*Excerpt*.
What is the right syntax to copy from Windows to a remote HDFS?
I'm trying to copy a file from my local machine to a remote hadoop cluster using RStudio
rxHadoopCopyFromLocal("C:/path/to/file.csv", "/target/on/hdfs/")
This throws
copyFromLocal '/path/to/file.csv': no such file or directory`
Notice the C:/ disappeared.
This syntax also fails
rxHadoopCopyFromLocal("C:\\path\\to\\file.csv", "/target/on/hdfs/")
with error
-copyFromLocal: Can not create a Path from a null string
This is a common mistake.
Turns out the rxHadoopCopyFromLocal command is a wrapper of the hdfs fs -copyFromLocal. All it does is copy from a local filesystem to an hdfs target.
In this case the rxSetComputeContext(remotehost)
was set to a remote cluster. On the remote machine, there is not a C:\path\to\file.csv
Here are a couple of ways to get the files there.
Configure local hdfs-site.xml for remote Hdfs Cluster
rxSetComputeContext("local")
rxHadoopCopyFromLocal("C:\local\path\to\file.csv", "/target/on/hdfs/")
SCP and Remote Compute Context
scp C:\local\path\to\file.csv user@remotehost:/tmp
rxSetComputeContext(remotehost)
rxHadoopCopyFromLocal("/tmp/file.csv", "/target/on/hdfs/")

*Recorded data*.

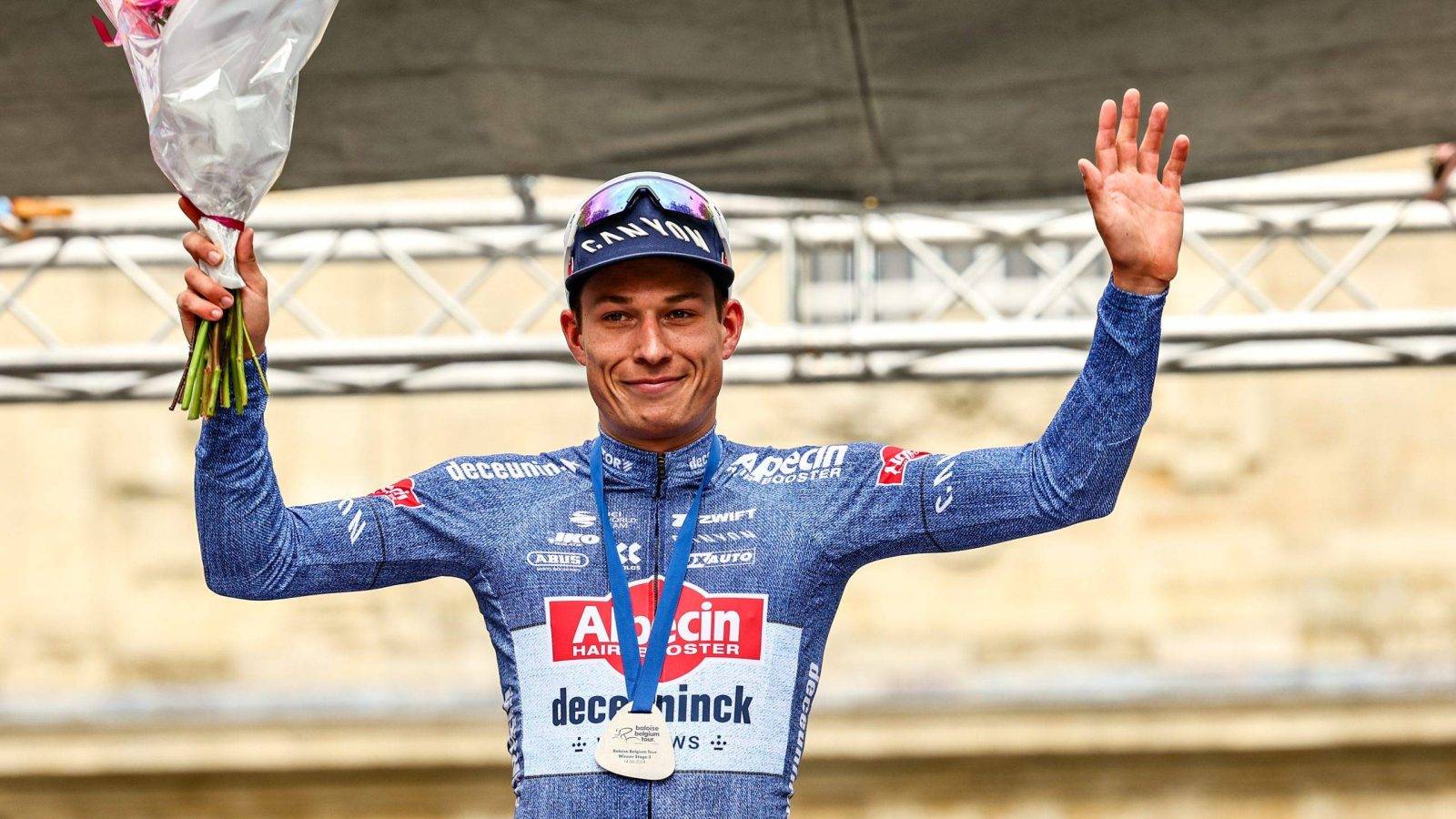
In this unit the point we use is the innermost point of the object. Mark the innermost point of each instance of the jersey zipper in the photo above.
(657, 544)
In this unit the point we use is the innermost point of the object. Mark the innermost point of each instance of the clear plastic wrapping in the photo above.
(218, 80)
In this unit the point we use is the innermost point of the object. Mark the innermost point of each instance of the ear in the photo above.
(572, 331)
(733, 327)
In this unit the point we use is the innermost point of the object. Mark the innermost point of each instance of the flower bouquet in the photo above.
(218, 80)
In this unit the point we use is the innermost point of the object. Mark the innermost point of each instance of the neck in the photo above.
(659, 443)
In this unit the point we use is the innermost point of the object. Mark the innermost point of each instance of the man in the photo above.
(555, 544)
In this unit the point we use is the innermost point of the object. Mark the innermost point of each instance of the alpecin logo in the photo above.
(723, 627)
(893, 464)
(400, 491)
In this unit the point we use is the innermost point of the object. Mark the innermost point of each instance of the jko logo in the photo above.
(682, 705)
(723, 627)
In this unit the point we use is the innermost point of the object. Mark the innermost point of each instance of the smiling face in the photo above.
(654, 350)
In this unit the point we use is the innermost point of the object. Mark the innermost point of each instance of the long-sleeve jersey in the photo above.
(781, 532)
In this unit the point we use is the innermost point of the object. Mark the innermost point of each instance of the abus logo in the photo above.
(893, 462)
(723, 627)
(564, 561)
(402, 493)
(794, 468)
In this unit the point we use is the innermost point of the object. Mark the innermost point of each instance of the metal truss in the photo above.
(468, 290)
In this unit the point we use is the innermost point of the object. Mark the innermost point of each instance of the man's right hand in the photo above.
(206, 299)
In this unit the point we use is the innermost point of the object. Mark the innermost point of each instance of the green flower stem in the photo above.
(194, 365)
(254, 353)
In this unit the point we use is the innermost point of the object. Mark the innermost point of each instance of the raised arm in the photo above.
(905, 503)
(254, 545)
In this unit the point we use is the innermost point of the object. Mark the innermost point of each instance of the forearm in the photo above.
(1085, 452)
(254, 545)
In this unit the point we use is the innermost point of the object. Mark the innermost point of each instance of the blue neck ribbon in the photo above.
(644, 673)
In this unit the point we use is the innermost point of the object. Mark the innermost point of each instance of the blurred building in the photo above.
(1264, 627)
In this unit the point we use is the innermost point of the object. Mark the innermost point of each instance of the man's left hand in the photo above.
(1138, 216)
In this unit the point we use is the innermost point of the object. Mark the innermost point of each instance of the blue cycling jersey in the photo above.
(781, 532)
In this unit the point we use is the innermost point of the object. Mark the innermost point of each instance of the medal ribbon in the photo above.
(644, 673)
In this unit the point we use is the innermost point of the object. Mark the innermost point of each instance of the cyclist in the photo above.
(659, 596)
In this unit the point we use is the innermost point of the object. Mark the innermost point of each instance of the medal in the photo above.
(637, 745)
(637, 742)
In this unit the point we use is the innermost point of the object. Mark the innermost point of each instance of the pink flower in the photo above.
(157, 7)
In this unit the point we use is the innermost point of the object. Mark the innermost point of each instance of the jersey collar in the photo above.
(625, 464)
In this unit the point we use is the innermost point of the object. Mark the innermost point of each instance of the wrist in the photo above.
(1140, 285)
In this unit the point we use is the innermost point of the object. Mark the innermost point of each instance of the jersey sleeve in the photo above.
(257, 548)
(905, 501)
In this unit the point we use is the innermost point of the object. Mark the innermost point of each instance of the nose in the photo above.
(652, 346)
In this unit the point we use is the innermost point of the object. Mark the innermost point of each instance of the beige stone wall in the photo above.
(1271, 522)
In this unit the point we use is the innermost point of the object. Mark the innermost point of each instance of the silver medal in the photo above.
(637, 745)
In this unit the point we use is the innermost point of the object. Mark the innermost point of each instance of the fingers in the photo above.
(1091, 179)
(201, 248)
(1104, 150)
(1152, 140)
(248, 263)
(1177, 162)
(1127, 131)
(189, 210)
(210, 295)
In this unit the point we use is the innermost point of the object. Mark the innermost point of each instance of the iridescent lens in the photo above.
(670, 196)
(670, 193)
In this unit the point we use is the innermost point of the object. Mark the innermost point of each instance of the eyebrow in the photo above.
(612, 299)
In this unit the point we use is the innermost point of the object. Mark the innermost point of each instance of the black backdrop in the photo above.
(912, 101)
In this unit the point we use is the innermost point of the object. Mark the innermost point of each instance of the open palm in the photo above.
(1138, 216)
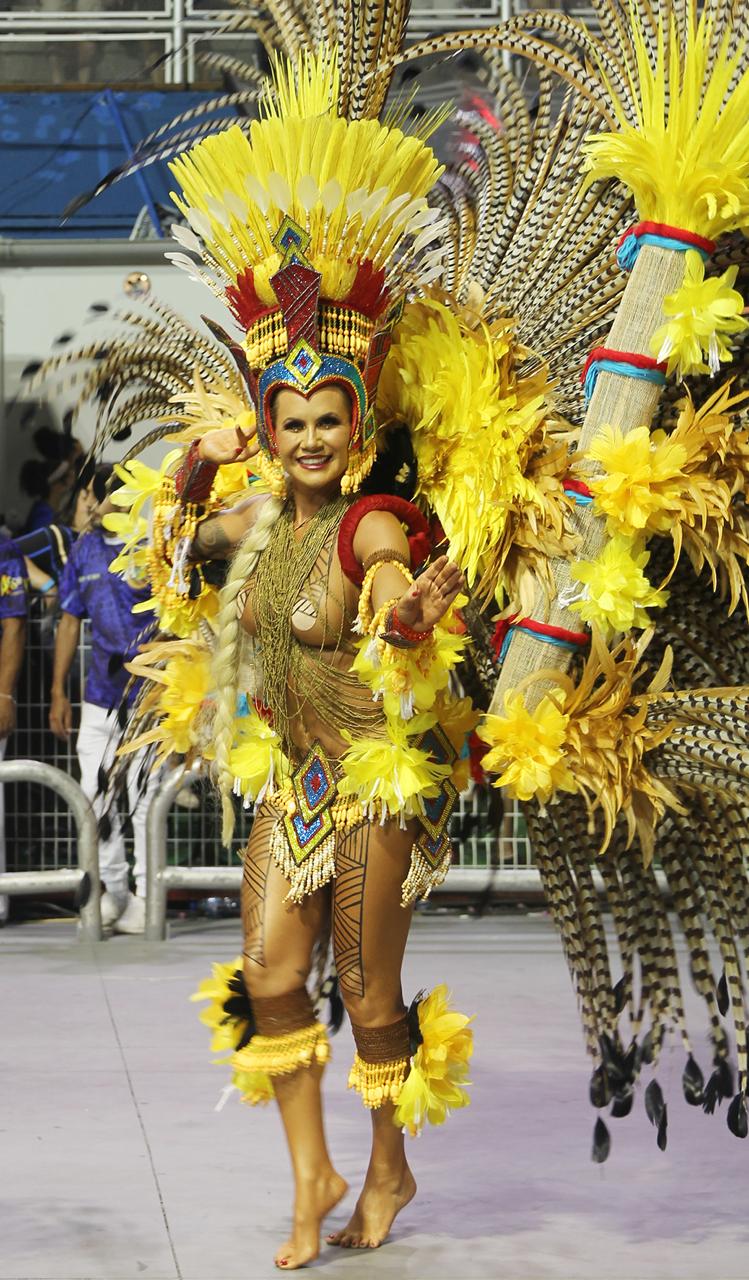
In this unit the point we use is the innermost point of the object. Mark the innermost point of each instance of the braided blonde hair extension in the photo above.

*Requirement*. Quote the HDFS copy thread word for word, from "This throws" up to and including "case the rxSetComputeContext(remotehost)".

*Solved problem*.
This throws
copyFromLocal '/path/to/file.csv': no such file or directory`
Notice the C:/ disappeared.
This syntax also fails
rxHadoopCopyFromLocal("C:\\path\\to\\file.csv", "/target/on/hdfs/")
with error
-copyFromLocal: Can not create a Path from a null string
This is a common mistake.
Turns out the rxHadoopCopyFromLocal command is a wrapper of the hdfs fs -copyFromLocal. All it does is copy from a local filesystem to an hdfs target.
In this case the rxSetComputeContext(remotehost)